_EXERCISE GOAL_
Substitute "wooden planter box" for every occurrence of "concrete planter box" in the material below and reproduce the rest unchanged, leaving out the pictures.

_DATA PROVIDED_
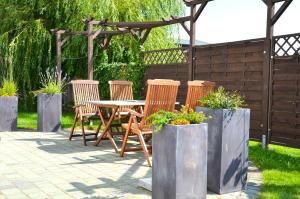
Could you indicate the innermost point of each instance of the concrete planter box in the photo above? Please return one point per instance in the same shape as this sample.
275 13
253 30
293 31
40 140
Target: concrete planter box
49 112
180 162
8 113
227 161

_THE ANSWER_
Could you indicate the innermost point of each instance of the wooden planter box in the photo above? Please return one point per instance in the same shape as this sample.
275 13
253 30
293 31
40 140
Target: wooden planter box
49 112
180 162
8 113
227 161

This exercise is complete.